Immediately after the blast, lawmakers were not allowed to leave the building.

==Casualties==
===Fatalities===
- Congressman Wahab Akbar, Representative of the lone district of Basilan
- Junaskiri Hayudini, an aide of Representative Akbar
- Marcial Taldo, a staff member of Congresswoman Luzviminda Ilagan of the GABRIELA party-list
- Maan Gale Bustaliño, Chief of Staff of Representative Pryde Henry Teves
- Dennis Manila, aide of Representative Teves
- Vercita Garcia, a staff member of Teves, died of cardiac arrest at St. Luke's Medical Center in Quezon City on December 17, 2007

===Injuries===
- Congressman Pryde Henry Teves, legislator for the 3rd district of Negros Oriental. On December 18, 2007, Teves was moved out of the intensive care unit of St. Luke's Medical Center in Quezon City to a private room and recuperated from a fractured leg and sustained deep burns in his arms from the bombing. On January 31, 2008, Teves reported for work at the House of Representatives, against doctors' advice. Teves, still in a wheelchair, wore black cotton gloves to protect his burned hands, and could not shake hands or use his cellular phone.
- Congresswoman Luzviminda Ilagan, legislator for the GABRIELA Women's Party party-list.

==Investigation and trial==
Philippine National Police (PNP) Director General Avelino Razon was ordered by President Gloria Macapagal Arroyo to personally supervise the investigation of the explosion.

The PNP subsequently raided a house not far from the Congress Building, killing three suspected members of the terrorist group Abu Sayyaf. This led to the PNP confiscating a dozen stickers bearing the logo of the Philippine Congress, a car plate with the number 8 (used by congressmen), an identification card from the House of Representatives, and the plate number suspected to have been removed from the motorcycle used to hide the bomb.

The police arrested three suspects: Caidar Aunal, Adham Kusain, and Ikram Indama. Subsequent police interrogation disclosed "damning evidence" against Akbar's political rivals, former Deputy House Speaker Gerry Salapuddin, and Anak Mindanao Party-List Representative Mujiv Hataman, citing the trail of events and mechanisms involved in the planning of the attack. As such, police said charges would be filed by government prosecutors against them. The two political figures appeared beforehand at the National Police headquarters to clear their names of involvement in the attack. Subsequent action by government prosecutors made Salapuddin and Hataman, together with the latter's brother, Benjamin "Jim" Hataman, suspects and masterminds in the bombing.

On December 14, 2007, in a 2-page resolution, the Supreme Court of the Philippines issued a writ of habeas corpus on the petition of suspects Caidar Aunal, Adham Kusain, and Ikram Indama. It required the PNP's Criminal Investigation and Detection Group (CIDG), National Capital Region-Criminal Investigation and Detection Unit (NCR-CIDU), and the PNP Custodial Center to file returns before Quezon City Regional Trial Court Executive Judge Romeo Zamora on December 18.

### [Exercise objective]
Transcribe the passage on the bombing's aftermath, beginning at the words that have "The police arrested" and stopping after "in the bombing.".

### [Data extract]
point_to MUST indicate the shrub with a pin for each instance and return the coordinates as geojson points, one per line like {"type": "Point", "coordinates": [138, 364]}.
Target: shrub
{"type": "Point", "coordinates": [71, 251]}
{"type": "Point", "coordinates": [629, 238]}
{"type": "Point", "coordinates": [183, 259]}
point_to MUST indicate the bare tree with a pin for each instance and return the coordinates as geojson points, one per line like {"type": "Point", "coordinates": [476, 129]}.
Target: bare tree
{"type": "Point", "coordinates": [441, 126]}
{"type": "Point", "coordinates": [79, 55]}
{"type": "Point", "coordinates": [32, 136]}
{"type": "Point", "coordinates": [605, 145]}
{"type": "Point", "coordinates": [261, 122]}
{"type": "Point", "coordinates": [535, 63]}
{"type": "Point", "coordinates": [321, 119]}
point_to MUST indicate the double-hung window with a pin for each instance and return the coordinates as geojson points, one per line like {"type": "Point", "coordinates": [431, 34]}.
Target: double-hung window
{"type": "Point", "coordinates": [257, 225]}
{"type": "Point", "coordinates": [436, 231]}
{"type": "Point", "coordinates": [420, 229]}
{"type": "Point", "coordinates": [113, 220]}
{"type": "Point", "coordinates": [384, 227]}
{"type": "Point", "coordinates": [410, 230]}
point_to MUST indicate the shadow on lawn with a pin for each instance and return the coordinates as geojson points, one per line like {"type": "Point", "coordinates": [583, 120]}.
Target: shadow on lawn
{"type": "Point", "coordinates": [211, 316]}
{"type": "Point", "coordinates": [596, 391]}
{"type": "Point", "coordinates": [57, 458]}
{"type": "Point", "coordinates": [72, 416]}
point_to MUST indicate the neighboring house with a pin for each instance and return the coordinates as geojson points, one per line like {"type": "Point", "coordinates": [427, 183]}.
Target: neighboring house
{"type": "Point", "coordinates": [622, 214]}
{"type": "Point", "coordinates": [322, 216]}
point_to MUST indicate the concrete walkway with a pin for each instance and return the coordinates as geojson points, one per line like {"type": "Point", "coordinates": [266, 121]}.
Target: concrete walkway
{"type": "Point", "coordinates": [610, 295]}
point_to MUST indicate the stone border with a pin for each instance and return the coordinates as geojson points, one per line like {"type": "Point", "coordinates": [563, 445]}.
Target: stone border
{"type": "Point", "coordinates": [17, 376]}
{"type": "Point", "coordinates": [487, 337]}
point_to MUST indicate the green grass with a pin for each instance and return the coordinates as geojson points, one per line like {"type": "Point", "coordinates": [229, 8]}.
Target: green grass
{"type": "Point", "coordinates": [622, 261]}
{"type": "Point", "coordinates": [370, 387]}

### [Solution for this exercise]
The police arrested three suspects: Caidar Aunal, Adham Kusain, and Ikram Indama. Subsequent police interrogation disclosed "damning evidence" against Akbar's political rivals, former Deputy House Speaker Gerry Salapuddin, and Anak Mindanao Party-List Representative Mujiv Hataman, citing the trail of events and mechanisms involved in the planning of the attack. As such, police said charges would be filed by government prosecutors against them. The two political figures appeared beforehand at the National Police headquarters to clear their names of involvement in the attack. Subsequent action by government prosecutors made Salapuddin and Hataman, together with the latter's brother, Benjamin "Jim" Hataman, suspects and masterminds in the bombing.